:: Data for the task
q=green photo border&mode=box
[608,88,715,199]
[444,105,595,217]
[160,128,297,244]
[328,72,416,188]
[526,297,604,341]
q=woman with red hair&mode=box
::::
- _Aim of the exercise_:
Find every line in the entries above that contains the string "mode", matching case exactly, and copy those lines.

- _Exercise response_:
q=green photo border&mode=box
q=woman with red hair&mode=box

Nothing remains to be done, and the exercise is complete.